> Task brief
Only the text of the entries below should be returned, exactly as given, without pictures.

> Data shown
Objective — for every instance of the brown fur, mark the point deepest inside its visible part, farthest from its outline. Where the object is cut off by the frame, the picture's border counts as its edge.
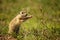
(15, 23)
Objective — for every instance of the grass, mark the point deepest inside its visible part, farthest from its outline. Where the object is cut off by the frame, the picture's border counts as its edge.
(45, 24)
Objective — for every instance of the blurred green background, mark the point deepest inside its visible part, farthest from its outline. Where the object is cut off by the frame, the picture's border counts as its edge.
(44, 25)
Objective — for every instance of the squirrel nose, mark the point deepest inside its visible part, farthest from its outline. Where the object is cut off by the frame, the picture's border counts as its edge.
(26, 14)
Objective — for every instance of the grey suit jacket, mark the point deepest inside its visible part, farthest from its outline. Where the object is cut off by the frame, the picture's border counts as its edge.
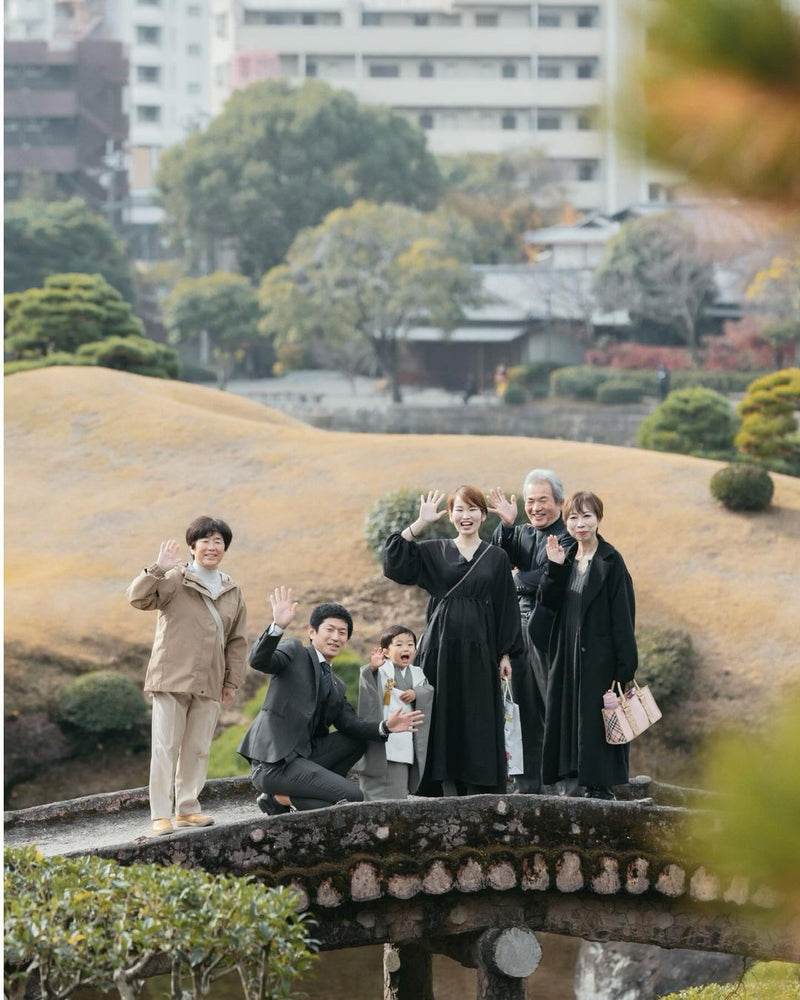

> Solution to the problem
Objective — for every instance of the brown fur, mark the point deepest inside its visible part, farthest from its outline. Where the object is cut off by the frame, the picture's border counts as its edge.
(15, 23)
Objective — for every instance of the grass, mark the point deepest inside its visible part, farthest from its outline. Where the object is cut off by the frame, the picture's border counts as its edge.
(45, 24)
Objective — for every instance of the blurred green background, mark the point deepest inside its visible part, farthest from its outline. Where the object is cut off by the frame, the picture's border counts as its edge.
(44, 25)
Objective — for every instance of the squirrel nose, mark the point deepest inside its visible part, farthest from its outline. Where the object is cut off by the frame, the picture's border counts as its edge.
(26, 14)
Objective — for every instance of the grey suit jacket, mark the point deepest inside its visible part, farthest from its outline. Where the object is cut off by the frame, the picture's border counts as its edge.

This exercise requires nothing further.